Locate every line below that contains the string "layered" and copy each of those lines. Treat uppercase and lowercase as different.

» **Available records**:
= = = = =

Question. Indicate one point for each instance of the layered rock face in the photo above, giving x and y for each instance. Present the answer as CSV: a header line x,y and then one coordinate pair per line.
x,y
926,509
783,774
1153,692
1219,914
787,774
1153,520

= = = = =

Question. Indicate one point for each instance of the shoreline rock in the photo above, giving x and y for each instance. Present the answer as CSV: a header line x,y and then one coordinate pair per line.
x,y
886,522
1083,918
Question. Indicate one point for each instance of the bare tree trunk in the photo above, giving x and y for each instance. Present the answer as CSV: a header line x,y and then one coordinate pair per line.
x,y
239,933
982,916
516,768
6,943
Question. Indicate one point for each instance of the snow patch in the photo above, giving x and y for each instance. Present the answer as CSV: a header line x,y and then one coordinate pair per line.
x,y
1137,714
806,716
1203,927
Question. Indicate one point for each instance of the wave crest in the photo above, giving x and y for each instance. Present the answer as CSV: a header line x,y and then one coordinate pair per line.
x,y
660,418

= = = = =

» **Output of the task**:
Question. Indicate one point for each instance of the layered rock face in the photo above, giving x and y for each instance. Present the answer as CSV: a header line x,y and then one coordinate pair per line.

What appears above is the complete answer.